● TASK
Convert the material from its start through the line containing "607;357;864;636" into a Markdown table with the columns Row and Line Text. Number each line and omit blank lines.

(begin)

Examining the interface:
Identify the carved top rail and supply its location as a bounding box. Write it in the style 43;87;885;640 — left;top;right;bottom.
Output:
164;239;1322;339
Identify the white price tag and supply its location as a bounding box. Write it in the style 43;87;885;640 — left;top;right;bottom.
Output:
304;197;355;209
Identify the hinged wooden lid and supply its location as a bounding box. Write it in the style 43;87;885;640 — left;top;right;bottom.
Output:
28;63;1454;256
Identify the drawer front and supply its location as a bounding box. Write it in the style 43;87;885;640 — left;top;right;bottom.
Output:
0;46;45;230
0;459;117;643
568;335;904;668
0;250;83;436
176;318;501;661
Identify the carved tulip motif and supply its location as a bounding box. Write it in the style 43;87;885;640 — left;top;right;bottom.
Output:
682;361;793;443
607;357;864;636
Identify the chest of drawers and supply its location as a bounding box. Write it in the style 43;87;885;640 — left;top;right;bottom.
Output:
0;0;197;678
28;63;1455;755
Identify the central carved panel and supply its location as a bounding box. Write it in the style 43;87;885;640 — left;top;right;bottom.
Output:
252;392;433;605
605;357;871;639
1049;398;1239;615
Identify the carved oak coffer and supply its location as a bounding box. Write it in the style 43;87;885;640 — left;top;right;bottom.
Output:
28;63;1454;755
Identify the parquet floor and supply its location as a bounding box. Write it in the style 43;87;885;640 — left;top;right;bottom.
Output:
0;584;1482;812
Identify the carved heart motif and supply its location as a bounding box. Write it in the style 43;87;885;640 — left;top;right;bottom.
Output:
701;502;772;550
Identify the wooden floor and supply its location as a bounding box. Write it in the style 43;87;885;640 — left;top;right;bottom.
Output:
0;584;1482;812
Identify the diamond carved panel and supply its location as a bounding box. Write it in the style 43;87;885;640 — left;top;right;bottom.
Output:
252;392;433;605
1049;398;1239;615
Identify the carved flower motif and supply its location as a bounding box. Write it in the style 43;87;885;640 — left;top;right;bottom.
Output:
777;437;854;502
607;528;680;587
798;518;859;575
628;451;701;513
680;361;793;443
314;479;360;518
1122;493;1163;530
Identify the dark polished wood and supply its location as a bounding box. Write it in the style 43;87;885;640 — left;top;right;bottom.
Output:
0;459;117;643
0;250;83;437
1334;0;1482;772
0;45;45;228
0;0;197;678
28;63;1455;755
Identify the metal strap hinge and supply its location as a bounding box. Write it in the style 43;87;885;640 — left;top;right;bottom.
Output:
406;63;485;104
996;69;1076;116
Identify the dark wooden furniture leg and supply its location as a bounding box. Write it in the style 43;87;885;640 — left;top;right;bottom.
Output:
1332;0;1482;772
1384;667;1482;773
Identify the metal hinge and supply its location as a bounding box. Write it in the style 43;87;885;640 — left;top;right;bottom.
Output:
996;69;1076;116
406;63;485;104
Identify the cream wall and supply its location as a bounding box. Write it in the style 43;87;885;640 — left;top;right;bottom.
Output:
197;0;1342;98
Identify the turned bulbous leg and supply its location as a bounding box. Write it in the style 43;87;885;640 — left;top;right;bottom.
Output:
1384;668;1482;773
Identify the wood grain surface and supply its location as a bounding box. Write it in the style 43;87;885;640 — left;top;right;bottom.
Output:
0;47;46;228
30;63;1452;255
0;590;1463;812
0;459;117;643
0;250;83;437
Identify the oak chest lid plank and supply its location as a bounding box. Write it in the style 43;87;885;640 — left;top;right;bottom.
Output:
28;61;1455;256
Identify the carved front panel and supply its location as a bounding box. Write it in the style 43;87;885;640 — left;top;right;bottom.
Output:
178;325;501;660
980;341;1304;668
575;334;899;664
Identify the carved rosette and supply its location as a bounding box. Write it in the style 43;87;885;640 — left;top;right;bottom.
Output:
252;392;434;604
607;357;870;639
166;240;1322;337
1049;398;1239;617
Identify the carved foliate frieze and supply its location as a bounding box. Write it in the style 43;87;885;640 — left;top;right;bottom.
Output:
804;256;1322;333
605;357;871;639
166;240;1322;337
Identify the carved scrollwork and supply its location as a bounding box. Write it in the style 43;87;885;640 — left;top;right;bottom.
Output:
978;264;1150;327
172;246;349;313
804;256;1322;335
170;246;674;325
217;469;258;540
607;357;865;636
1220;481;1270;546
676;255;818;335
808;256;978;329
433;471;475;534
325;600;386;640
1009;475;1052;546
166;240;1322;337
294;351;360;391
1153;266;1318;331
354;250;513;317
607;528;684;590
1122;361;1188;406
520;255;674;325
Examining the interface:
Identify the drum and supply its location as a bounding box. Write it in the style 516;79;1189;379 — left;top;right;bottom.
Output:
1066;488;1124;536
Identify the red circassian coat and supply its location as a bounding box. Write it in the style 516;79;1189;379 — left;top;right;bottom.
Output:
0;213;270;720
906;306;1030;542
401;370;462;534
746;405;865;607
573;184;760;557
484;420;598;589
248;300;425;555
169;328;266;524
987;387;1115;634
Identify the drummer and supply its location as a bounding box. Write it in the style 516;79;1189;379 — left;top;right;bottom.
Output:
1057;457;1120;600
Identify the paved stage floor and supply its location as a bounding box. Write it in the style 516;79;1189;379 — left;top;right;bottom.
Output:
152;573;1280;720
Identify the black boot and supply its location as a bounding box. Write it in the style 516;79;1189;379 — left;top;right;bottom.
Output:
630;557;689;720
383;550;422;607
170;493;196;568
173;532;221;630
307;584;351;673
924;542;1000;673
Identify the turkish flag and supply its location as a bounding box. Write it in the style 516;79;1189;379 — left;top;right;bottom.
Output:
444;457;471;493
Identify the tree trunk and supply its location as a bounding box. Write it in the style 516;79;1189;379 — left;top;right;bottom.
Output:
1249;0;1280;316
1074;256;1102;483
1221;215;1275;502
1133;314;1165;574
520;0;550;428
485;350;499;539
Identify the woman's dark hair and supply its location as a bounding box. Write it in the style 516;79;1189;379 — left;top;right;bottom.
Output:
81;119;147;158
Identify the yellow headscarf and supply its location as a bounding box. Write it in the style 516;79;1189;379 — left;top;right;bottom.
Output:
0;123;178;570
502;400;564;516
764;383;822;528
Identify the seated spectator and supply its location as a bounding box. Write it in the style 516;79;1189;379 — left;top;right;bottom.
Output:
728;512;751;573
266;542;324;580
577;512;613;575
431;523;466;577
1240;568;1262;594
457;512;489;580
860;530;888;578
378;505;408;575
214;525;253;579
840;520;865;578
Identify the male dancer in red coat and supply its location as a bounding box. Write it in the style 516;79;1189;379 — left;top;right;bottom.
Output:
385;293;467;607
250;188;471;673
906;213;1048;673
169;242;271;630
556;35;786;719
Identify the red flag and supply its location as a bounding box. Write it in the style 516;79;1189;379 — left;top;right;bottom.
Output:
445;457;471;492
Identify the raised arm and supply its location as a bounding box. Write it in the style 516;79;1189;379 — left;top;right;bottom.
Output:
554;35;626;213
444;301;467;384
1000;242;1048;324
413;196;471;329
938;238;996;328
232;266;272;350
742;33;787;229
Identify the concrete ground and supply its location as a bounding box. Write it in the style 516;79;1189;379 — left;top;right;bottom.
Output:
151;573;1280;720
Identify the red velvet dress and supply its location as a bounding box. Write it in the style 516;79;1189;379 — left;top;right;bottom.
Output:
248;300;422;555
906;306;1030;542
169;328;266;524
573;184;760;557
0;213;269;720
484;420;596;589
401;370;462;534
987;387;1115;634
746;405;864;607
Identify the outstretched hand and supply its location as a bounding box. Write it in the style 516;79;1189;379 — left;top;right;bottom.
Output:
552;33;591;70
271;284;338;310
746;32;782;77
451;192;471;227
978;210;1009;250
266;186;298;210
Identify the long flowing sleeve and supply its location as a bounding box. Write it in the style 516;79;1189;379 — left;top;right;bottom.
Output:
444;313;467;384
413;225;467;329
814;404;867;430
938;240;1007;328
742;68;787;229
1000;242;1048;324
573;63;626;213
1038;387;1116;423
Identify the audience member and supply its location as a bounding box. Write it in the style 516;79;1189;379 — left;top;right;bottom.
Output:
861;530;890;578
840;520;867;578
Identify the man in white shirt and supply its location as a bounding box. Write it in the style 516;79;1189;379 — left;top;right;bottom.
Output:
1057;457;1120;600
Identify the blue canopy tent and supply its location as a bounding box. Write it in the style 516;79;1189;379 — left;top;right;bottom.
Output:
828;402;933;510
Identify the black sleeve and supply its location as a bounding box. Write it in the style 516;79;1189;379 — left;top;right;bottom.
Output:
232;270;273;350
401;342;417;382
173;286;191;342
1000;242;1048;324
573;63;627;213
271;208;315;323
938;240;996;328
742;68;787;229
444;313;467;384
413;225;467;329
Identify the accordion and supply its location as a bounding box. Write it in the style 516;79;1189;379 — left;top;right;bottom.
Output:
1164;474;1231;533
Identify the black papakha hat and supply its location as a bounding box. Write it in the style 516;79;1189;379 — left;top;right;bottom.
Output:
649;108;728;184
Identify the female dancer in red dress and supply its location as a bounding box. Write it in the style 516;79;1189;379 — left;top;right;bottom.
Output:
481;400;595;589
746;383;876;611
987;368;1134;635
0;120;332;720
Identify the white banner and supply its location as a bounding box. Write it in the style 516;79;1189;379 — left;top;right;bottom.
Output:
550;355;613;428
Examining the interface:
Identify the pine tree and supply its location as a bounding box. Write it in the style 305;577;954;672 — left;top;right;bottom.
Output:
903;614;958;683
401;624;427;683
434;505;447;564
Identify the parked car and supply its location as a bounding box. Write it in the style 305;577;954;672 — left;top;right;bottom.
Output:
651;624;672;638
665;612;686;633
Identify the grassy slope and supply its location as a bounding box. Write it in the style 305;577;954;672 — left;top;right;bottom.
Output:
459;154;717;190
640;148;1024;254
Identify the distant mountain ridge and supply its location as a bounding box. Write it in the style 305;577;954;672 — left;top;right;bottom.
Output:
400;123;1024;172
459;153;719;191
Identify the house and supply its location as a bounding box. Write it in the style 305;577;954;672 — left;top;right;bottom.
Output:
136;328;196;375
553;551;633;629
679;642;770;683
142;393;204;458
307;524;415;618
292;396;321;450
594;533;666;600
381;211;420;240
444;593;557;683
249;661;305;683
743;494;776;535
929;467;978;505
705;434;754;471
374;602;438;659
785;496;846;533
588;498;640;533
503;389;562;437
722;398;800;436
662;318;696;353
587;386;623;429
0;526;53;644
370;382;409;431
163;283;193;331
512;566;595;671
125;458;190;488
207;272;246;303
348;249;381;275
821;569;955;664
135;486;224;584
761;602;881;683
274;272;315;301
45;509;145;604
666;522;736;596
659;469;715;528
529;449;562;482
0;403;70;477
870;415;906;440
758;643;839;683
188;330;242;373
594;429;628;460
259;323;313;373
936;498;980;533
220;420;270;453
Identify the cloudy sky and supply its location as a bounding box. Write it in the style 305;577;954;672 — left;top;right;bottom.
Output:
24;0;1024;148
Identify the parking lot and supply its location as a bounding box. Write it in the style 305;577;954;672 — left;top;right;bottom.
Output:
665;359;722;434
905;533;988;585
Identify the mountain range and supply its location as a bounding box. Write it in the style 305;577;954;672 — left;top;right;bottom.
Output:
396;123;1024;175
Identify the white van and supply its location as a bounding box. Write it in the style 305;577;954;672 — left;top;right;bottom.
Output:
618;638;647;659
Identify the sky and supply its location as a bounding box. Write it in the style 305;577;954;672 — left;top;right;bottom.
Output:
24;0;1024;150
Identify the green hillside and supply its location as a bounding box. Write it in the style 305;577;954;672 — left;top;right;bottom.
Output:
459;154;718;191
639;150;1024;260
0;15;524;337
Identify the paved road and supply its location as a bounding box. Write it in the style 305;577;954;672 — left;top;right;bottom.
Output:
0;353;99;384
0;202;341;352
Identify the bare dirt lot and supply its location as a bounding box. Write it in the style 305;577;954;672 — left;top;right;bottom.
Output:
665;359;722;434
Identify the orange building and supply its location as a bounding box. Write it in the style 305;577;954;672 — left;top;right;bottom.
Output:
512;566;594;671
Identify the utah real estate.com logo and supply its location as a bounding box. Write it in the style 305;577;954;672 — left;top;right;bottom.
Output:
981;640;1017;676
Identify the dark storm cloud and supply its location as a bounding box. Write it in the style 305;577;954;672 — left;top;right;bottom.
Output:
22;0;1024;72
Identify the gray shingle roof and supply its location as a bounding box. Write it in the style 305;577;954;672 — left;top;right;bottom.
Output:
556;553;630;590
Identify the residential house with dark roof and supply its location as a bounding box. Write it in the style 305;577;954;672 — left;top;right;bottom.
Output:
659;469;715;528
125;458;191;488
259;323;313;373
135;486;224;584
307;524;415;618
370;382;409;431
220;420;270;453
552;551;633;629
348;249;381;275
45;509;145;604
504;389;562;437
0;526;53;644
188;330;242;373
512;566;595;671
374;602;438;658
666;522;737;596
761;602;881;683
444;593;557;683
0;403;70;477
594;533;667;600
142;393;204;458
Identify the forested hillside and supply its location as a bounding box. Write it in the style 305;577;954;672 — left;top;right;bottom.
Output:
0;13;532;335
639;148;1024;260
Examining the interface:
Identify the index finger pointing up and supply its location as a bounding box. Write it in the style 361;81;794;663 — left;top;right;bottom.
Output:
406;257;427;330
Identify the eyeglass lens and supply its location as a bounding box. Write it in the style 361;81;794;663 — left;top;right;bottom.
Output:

(end)

● RESULT OF THIS TASK
| Row | Line Text |
|---|---|
| 1 | Examining the interface: |
| 2 | Identify the carved top rail and supply its location as a bounding box. Write it in the style 43;87;885;640 — left;top;right;bottom. |
| 3 | Output: |
| 4 | 164;239;1322;339 |
| 5 | Identify the white price tag and supply its location as a bounding box. Write it in the style 43;87;885;640 — left;top;right;bottom. |
| 6 | Output: |
| 7 | 304;197;355;209 |
| 8 | Identify the hinged wooden lid and supply its location as a bounding box. Write it in the style 43;87;885;640 — left;top;right;bottom. |
| 9 | Output: |
| 10 | 28;63;1454;256 |
| 11 | Identify the drawer front and supply its location as a bounding box. Write it in the style 43;87;885;640 — left;top;right;bottom. |
| 12 | Output: |
| 13 | 0;46;45;230 |
| 14 | 0;459;117;643 |
| 15 | 568;335;904;668 |
| 16 | 0;250;83;436 |
| 17 | 176;318;501;661 |
| 18 | Identify the carved tulip motif and supply its location as a bounding box. Write it in the style 43;87;885;640 — left;top;right;bottom. |
| 19 | Output: |
| 20 | 682;361;793;443 |
| 21 | 607;357;864;636 |